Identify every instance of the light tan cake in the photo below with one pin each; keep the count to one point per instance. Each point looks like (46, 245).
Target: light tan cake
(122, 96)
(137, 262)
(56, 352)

###

Task brief
Edit the material above by changing every "cake" to "pastry" and leaving all else as it is.

Result for this task
Identify every instance of the light tan pastry in the photo below with one pin each; keep the count to one point per instance. Each point looks like (46, 245).
Target: light tan pastry
(122, 96)
(137, 262)
(56, 352)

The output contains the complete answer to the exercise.